> _Exercise text_
= Beginning of Section =
The Ethics Committees of the Turku University and Turku University Central Hospital, and the University of Kuopio approved the study. Informed written consent was obtained from all participants.
Statistical analyses
All statistical analyses were performed using PASW statistics (version 18.0; SPSS Inc., Chicago, IL, USA). Data for continuous variables are expressed as mean ± SD or median (interquartile range) and categorical variables as percentage. Baseline characteristics were compared using analysis of variance for continuous variables and the chi-square test for categorical variables. Because of a skewed distribution, total triglycerides and urinary protein was analysed after logarithmic transformation.
There is still controversy for the cut off level for prolonged P wave duration [12, 13]. Various cut off values have been suggested for prolonged P wave duration, such as 110 ms or 120 ms, where most of the recommendations are based on earlier textbooks and other publications that often did not involve original work [12, 13]. Therefore, we have made analyses using several cut off values for P wave duration, 104 ms, 108 ms, 110 ms, 114 ms and 120 ms (corresponding to 50, 60, 70, 80 and 90 percentiles of the distribution) to find out a threshold of P wave duration associated with a steep increase in mortality. Death rates/1000 patient years according to 50, 60, 70, 80 and 90 percentiles of P wave duration were as follows; for total mortality: 58.9, 59.6, 60.6, 64.7, 75.4, and for stroke mortality: 6.7, 7.7, 8.1, 9.1 and 11.6. For lower percentiles mortality risk increases relatively smoothly but after 80th percentile the risk increased more rapidly. Therefore we decided to use the 80 percentile cut off value to categorize participants according to P wave duration into two groups; normal or prolonged (<114 ms or ≥114 ms). This cut off value for P wave duration was used to calculate hazard ratios for mortality among patients with and without PNMMVD.
= End of Section =
> _Activity 1_
In the study methods excerpt, why was 114 ms used as the cut off for prolonged P wave duration? Answer in one to three sentences.
> _Activity 2_
Answer these questions from the study methods excerpt:
(a) What software was used for all statistical analyses?
(b) Which test compared baseline characteristics for categorical variables?
(c) What was the stroke mortality death rate per 1000 patient years at the 90th percentile of P wave duration?
> _Activity 3_
Write the next part of the study methods excerpt, picking up after its final sentence.

> _Study material_
= Beginning of Section =
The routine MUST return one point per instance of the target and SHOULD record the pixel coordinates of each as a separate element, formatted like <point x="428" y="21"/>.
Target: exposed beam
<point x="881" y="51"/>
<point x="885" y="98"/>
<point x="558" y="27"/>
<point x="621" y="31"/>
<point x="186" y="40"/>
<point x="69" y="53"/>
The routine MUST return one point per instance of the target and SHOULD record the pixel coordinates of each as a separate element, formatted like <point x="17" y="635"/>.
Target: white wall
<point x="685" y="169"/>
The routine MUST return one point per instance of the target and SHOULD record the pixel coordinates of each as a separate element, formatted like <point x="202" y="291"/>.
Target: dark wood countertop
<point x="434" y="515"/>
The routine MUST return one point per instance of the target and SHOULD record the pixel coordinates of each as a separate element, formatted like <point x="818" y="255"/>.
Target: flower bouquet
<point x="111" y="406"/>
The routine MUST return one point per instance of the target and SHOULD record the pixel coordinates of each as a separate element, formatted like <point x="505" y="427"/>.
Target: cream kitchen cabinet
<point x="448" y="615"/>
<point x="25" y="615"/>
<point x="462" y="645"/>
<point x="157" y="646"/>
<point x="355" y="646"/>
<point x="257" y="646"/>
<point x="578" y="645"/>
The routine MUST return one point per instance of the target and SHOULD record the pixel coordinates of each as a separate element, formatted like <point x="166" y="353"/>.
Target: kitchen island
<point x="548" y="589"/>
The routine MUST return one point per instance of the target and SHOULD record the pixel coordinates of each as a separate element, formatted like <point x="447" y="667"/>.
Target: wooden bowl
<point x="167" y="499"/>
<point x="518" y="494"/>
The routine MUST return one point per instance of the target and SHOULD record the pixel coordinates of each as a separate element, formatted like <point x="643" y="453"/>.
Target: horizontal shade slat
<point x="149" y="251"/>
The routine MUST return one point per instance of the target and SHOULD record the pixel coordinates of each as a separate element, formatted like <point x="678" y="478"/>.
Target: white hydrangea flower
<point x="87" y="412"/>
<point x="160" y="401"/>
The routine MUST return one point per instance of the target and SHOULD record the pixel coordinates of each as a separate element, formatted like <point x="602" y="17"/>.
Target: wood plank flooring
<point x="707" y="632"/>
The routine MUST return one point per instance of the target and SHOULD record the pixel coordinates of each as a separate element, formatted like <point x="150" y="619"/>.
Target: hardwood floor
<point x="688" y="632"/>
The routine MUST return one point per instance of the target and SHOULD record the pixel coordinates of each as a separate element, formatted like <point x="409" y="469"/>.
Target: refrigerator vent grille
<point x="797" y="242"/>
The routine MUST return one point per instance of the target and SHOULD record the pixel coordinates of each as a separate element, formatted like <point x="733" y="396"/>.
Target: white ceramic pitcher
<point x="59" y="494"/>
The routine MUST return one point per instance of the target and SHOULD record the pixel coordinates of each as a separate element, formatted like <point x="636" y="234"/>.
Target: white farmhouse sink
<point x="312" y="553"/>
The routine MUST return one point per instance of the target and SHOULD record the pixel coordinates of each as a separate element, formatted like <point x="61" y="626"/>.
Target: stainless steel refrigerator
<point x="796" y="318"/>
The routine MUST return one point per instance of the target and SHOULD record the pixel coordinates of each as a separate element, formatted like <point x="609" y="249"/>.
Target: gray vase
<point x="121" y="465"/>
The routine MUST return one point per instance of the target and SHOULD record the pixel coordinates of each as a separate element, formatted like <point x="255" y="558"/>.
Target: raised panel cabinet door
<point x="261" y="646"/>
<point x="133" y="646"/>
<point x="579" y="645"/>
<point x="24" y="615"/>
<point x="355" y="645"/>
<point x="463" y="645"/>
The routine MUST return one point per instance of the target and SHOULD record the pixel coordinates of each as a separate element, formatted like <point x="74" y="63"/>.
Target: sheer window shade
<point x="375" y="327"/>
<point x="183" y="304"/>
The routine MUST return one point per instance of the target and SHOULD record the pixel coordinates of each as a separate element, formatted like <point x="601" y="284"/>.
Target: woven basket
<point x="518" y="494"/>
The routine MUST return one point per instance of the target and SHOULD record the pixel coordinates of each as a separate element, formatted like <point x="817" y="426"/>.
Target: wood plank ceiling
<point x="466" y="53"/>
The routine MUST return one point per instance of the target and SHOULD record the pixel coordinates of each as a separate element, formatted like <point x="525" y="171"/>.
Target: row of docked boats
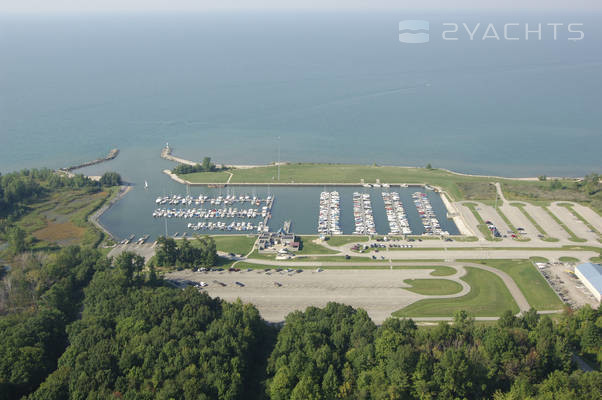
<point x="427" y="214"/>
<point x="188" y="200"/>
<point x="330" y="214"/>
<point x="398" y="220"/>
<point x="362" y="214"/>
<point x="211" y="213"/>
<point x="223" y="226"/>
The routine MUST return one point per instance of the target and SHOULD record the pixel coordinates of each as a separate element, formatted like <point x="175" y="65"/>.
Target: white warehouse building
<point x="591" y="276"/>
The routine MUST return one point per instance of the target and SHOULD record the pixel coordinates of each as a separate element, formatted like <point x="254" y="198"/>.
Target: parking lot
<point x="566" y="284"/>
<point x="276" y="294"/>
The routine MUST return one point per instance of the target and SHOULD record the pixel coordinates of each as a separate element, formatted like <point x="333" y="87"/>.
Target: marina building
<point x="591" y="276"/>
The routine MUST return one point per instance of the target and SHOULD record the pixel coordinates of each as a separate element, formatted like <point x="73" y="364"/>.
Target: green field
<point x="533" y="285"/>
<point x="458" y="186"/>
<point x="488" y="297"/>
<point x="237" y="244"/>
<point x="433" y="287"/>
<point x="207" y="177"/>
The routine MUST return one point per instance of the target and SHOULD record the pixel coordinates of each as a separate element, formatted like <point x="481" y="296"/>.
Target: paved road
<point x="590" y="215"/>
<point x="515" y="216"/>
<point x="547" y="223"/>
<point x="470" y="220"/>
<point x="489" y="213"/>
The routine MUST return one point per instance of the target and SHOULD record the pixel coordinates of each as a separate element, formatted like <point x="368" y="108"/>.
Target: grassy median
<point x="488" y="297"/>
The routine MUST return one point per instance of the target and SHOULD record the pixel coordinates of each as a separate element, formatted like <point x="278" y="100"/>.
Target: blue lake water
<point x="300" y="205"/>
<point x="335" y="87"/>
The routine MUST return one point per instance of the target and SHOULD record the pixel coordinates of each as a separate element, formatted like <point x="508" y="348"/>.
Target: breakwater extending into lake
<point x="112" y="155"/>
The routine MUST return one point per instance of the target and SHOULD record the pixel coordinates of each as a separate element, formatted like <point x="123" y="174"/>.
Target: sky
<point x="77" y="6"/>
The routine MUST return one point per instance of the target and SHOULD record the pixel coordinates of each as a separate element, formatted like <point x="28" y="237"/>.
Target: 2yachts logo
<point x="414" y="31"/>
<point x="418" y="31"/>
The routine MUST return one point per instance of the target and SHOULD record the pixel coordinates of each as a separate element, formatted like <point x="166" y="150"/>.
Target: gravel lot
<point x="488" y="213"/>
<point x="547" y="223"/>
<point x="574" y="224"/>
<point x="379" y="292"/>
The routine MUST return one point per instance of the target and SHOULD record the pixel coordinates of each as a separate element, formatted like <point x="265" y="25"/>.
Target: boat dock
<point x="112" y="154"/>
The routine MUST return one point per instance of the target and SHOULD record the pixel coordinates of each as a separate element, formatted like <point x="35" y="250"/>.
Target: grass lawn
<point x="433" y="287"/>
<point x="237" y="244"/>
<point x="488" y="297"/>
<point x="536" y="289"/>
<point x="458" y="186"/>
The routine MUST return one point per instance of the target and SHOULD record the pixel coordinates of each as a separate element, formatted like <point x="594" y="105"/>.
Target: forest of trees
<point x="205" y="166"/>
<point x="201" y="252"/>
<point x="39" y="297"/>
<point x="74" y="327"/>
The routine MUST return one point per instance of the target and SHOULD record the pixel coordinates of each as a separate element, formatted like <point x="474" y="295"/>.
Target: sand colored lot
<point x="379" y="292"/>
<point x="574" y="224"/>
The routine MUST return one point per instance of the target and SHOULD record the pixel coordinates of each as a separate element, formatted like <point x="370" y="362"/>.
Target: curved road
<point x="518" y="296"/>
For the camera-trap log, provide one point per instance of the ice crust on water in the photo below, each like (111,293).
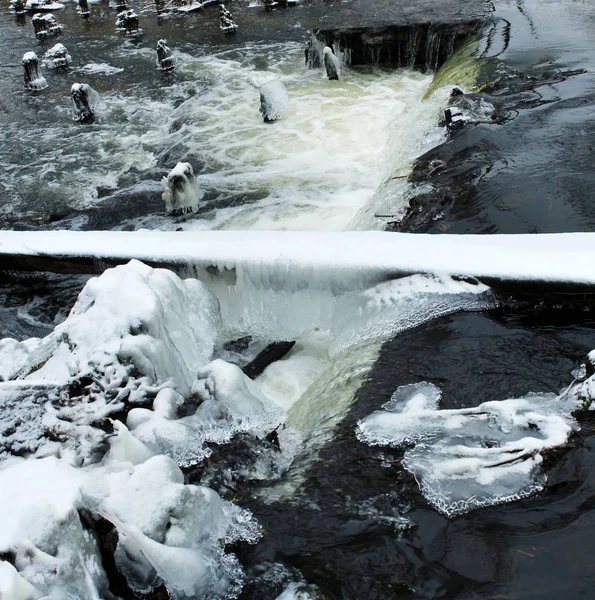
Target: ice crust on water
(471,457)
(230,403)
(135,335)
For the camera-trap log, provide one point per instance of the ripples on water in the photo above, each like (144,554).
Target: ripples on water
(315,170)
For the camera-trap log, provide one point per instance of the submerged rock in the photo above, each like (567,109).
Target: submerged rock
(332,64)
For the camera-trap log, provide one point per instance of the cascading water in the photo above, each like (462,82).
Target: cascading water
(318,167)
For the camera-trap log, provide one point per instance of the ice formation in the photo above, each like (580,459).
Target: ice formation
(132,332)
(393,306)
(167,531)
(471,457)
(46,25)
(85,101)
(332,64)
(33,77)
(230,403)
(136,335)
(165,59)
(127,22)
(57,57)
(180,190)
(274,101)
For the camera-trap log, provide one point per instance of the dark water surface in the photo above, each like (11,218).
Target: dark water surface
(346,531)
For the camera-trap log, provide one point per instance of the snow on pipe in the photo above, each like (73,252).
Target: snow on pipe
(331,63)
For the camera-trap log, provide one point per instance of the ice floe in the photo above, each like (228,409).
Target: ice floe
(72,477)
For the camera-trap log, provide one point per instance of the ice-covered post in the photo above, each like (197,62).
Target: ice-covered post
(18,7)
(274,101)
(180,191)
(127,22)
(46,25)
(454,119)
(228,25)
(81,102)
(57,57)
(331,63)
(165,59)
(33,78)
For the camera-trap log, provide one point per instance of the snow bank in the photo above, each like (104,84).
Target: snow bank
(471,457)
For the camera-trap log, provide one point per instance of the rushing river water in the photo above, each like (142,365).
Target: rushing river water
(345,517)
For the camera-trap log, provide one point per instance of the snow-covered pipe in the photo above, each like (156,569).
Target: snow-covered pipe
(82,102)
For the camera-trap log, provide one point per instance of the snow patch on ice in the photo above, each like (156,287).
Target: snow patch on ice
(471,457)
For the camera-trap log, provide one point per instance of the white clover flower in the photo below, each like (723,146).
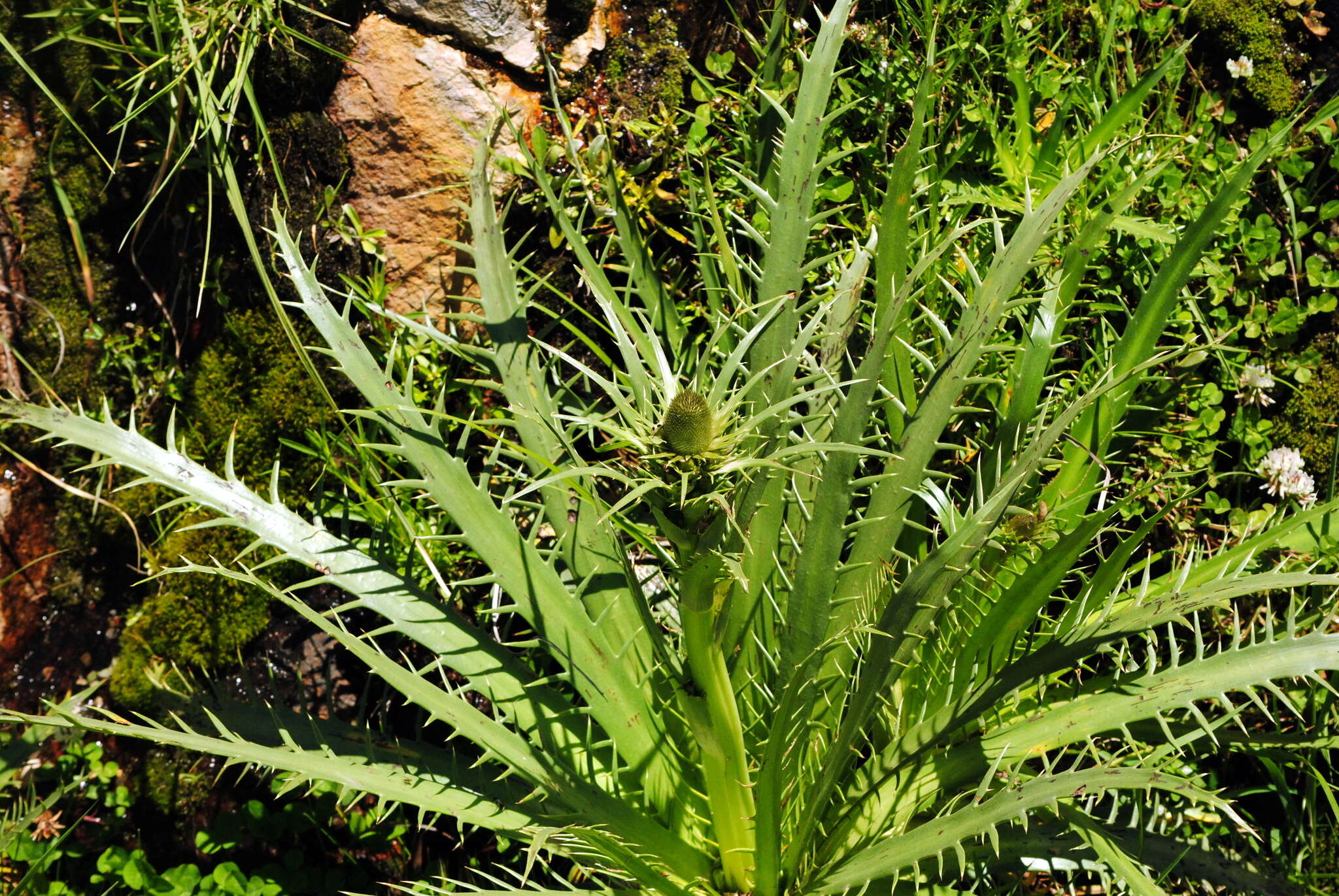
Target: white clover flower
= End of Section =
> _Output 1_
Across the lower percentiles of P wave duration, mortality risk rose fairly smoothly. Above the 80th percentile it climbed more steeply. The 80th percentile value, 114 ms, was therefore used to divide participants into normal (<114 ms) and prolonged (≥114 ms) groups.

> _Output 2_
(a) PASW statistics (version 18.0; SPSS Inc., Chicago, IL, USA)
(b) The chi-square test
(c) 11.6

> _Output 3_
We used the Cox proportional hazards model to evaluate the association of prolonged P wave duration among patients with or without PNMMVD on total, CVD and stroke mortality with P wave duration <114 ms as the reference. Unadjusted and adjusted hazard ratios and their 95% confidence intervals were calculated. Adjustment was made for age, sex, duration of diabetes, area of residence (East or West Finland), total cholesterol, use of alcohol (user vs. non-user), smoking (smoker vs. non-smoker), HDL cholesterol, total triglycerides (log), urinary protein (log), HbA1, diabetes medication (diet alone, oral drugs, insulin), physical activity, hypertension, BMI, heart rate and LVH. Kaplan–Meier procedure was used to evaluate the associations between P wave duration and stroke mortality in participants with and without PNMMVD. There were no interactions in Cox proportional hazards model between sex and P wave duration or sex and PNMMVD with respect to mortality. Therefore, men and women were combined in all statistical analyses. P < 0.05 was considered to be statistically significant.